= Task =
Copy each record exactly as it reads, leaving out any pictures it holds.

= Provided data =
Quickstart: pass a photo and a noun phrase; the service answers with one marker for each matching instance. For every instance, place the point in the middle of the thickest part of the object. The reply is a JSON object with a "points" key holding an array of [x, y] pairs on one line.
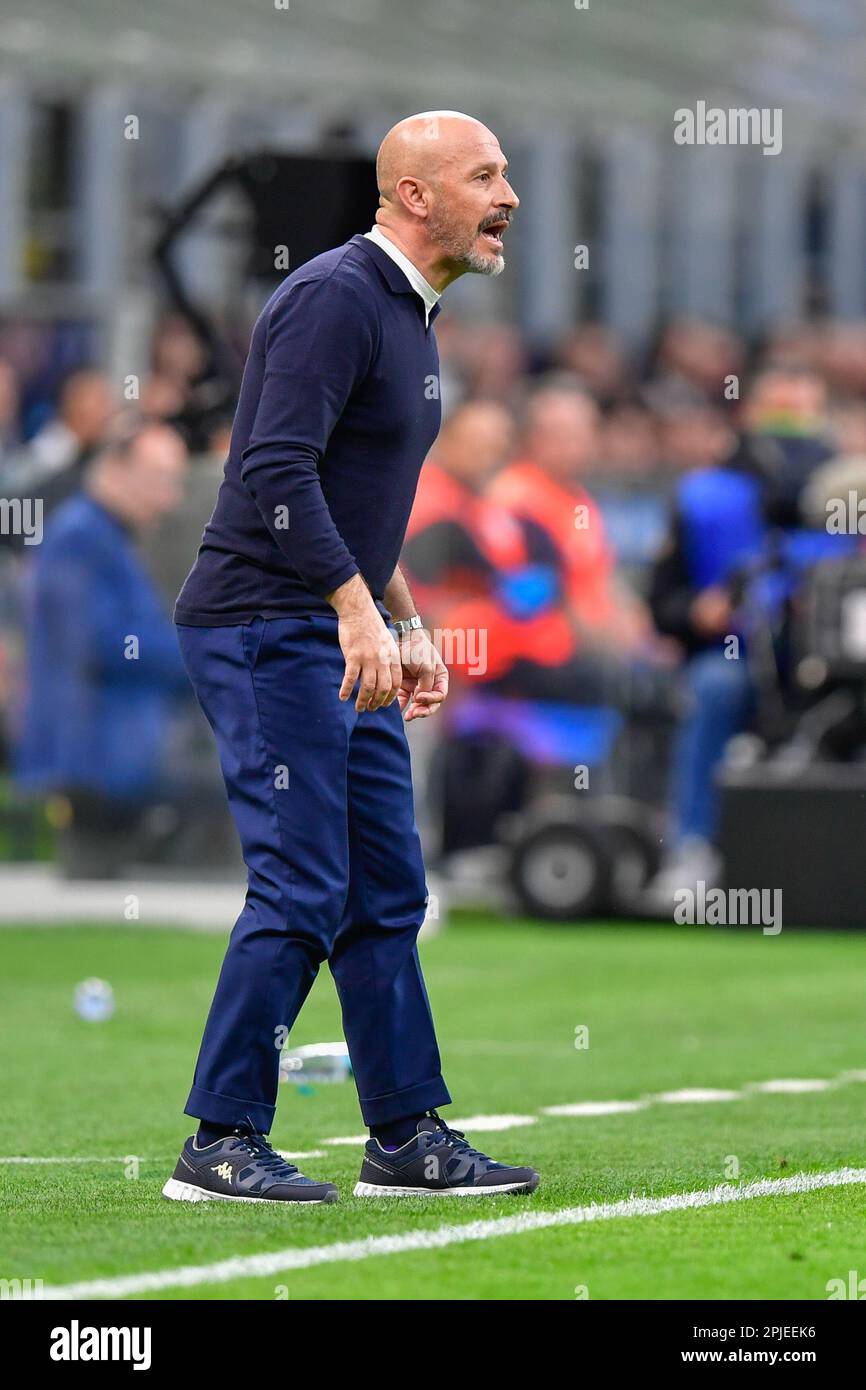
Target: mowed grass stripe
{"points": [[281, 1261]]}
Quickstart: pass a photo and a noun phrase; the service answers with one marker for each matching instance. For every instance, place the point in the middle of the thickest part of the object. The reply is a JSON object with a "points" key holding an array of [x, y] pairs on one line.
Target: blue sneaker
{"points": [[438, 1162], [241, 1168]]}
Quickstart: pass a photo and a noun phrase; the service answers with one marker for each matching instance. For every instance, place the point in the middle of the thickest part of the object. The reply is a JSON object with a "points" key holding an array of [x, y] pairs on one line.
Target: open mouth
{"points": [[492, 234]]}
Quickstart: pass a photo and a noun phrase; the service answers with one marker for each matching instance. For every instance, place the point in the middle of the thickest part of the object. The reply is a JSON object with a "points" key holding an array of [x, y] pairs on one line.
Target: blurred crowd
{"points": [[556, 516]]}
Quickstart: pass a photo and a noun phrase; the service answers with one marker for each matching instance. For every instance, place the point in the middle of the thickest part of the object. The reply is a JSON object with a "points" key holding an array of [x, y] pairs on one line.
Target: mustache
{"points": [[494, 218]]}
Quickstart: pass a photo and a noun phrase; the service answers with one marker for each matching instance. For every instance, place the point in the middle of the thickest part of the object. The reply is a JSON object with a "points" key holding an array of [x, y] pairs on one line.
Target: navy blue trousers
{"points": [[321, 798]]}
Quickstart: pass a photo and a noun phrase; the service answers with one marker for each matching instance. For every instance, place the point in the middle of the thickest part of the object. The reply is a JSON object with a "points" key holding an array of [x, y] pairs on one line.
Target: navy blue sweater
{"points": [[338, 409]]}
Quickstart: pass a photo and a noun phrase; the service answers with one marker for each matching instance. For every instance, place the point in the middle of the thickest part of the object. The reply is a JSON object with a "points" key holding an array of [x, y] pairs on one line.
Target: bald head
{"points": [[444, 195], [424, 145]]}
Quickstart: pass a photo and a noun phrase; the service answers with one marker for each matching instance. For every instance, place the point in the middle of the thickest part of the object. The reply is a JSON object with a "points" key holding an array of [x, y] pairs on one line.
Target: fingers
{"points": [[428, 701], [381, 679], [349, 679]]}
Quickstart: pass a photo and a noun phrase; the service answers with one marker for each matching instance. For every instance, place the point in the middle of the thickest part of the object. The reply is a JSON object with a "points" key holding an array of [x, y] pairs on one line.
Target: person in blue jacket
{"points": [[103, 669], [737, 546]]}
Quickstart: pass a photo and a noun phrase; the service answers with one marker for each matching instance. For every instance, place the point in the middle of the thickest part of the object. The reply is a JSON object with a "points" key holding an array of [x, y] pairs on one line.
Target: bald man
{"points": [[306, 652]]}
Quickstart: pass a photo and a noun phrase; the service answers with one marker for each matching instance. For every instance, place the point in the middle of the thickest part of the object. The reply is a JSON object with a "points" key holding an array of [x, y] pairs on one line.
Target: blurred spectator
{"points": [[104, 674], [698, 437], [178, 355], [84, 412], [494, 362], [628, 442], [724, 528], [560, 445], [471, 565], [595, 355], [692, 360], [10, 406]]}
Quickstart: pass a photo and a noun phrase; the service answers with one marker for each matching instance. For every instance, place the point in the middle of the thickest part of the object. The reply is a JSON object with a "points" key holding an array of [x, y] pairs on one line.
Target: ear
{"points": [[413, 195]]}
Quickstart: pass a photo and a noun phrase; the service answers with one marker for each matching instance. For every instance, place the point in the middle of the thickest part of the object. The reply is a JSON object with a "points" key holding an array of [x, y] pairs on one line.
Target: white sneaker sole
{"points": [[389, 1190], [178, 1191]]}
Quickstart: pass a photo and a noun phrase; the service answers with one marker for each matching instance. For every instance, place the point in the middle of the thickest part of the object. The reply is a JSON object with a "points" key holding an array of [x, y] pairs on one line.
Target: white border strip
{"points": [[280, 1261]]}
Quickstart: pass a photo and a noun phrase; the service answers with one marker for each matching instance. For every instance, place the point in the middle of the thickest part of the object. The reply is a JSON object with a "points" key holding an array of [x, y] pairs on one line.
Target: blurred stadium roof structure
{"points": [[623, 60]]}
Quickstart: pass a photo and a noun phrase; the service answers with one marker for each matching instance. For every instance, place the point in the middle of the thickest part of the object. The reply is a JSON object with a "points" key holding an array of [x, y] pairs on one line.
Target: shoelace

= Exercise output =
Quickstart: pass a photo and a noun phrase; the service answers with one marker for each matching instance. For every instance, place the point in the middle of the thickest part of the object. The reply is a JSON object with a "points" key holding an array of [x, y] pairs on one line.
Target: mowed grass stripe
{"points": [[281, 1261]]}
Quickstart: pass a photo and a noun phrase; the service answers with one marker for each matching instance. For every instance, place the point in the middle of the thickest part of the object. The reply is a JSON object with a "points" key holding an array of [x, y] pairs on one line.
Target: blue sneaker
{"points": [[438, 1162], [241, 1168]]}
Quickstart: pass a photo and a noun phrase; the service answers with one marker for each matching instance. For every instance, place the point in the middle of the thickest part of the object. The reply is a JSON object with a "points" key holding an array of [x, y] pairs on one line.
Target: open mouth
{"points": [[492, 234]]}
Quickstart: pass a photo and a noun phrase; the service answers with one marker for each matching instance. For every instance, place the point in the middle of the thickest part of the object. The reply is a JSON object with a "points" key holding an array of [x, y] pairs on one line.
Target: blurred crowd
{"points": [[556, 516]]}
Quickstart: pass a photo and a noun phrase; the service answers with one marker for each matching instance. For every instance, place the point in the middle of the thickest part of the object. The reply is a JSON object with a "points" key holding an array of [x, y] pairs on one line.
Target: mustache
{"points": [[494, 218]]}
Quickstart: pass a photo and a noun phrase; the service answers with one marker for each matching instance. For every instance, place the point in the middle of the thickest part of the object. The reply is a JSON object with a "points" key holding an array of [x, y] pairs on one line.
Target: navy blue trousers
{"points": [[321, 798]]}
Quickstart: pass a photo and a noun phrase; the service answers with one marker for each matching instance. For every instance, place the point in the middle of the thickest part of the object. The reply is a JSON object with a "points" key holding an array of [x, y] pairs on one line.
Target: navy blue sweater
{"points": [[338, 409]]}
Quickstart: pass a photo and a noun phrase; the service answers with one marker for each matching instance. For every instance, place the point in the middle of the thickest part of the object. The reply is a JSON object with a "points" key holding an array of [x, y] pairs on one line.
Target: bald head
{"points": [[444, 195], [424, 145]]}
Quickstart: pass a photo and a noun phrase; the service answers with one marker for each matching instance. For every instance, place the point in the middle of the thickest part of the object. The reply is a JSON object with a "points" key holding an array of [x, y] pairs on one line.
Target: fingers
{"points": [[428, 701], [381, 679], [349, 679]]}
Quickstart: pass a photo and a noun phrase; the service answers with one marker for each matching instance. For every instance, place the point in the middle of the thickest part of the object. The reply is a JSON object with a "points" key holding an array of [x, y] pairs on one line.
Target: person in blue jacket
{"points": [[103, 669], [737, 546]]}
Quickstart: pass a photo and a noun phrase; the service answers with one marker for each matching instance. For every instance, place the point in the middle of the thickest part of the object. The reply is a JSON object with a "points" key holding an array of [x, y] pairs on one line.
Target: bald man
{"points": [[306, 652]]}
Quickstart: pass a photo and a noun phrase; the service answers with one marker for each matching instance. For every instance, place the point in the middle of the thickest part of the object. The reply is a JSON object with a "points" key holding an array of [x, y] pairs on one line.
Target: blurred spectator
{"points": [[104, 674], [698, 437], [178, 355], [84, 412], [494, 362], [628, 442], [724, 528], [560, 445], [471, 565], [595, 355], [692, 360], [10, 406]]}
Quickstart: pass a photo and a noun phrase; the service answers with one marker for each matching instance. For every instance, place the point in the middle of the thickest part of the object. The reply is a JSON object with a "points" key holding an array of [x, y] pairs on one line.
Target: ear
{"points": [[413, 195]]}
Quickstart: pass a photo and a noun phrase; the service answers with one marker for each matching instance. For every instance, place the point in the middle of the thickest part of the object. The reply is a JSON object with a "points" key holding an array of [x, y] pairs on one line.
Target: white sneaker sole
{"points": [[389, 1190], [178, 1191]]}
Quickstart: pass a photo and a noun phrase; the service answers with one marker for each matching instance. For every instance, place the point in the middle of the thickest part of the object. The reply is a JSON object with a "points" key holding an array of [x, y] pairs on one line.
Target: white border strip
{"points": [[280, 1261]]}
Quickstart: pass a photo and a noun phrase; the service answers with one marker for each matching instance. For every instance, place the point in the middle of the thickest part of the object. The reply is a JSON object with a "points" key holding an array of [x, y] pairs on one line.
Target: blurred stadium roof structure
{"points": [[623, 60]]}
Quickstart: pass a photo and a noun phrase; the service answers with one marker for each matching instance. For every instance, place the point in the middle of the thickest part of the object. The reply is a JSON object with a "points" key holding an array of [x, y] pairs on one line.
Target: shoelace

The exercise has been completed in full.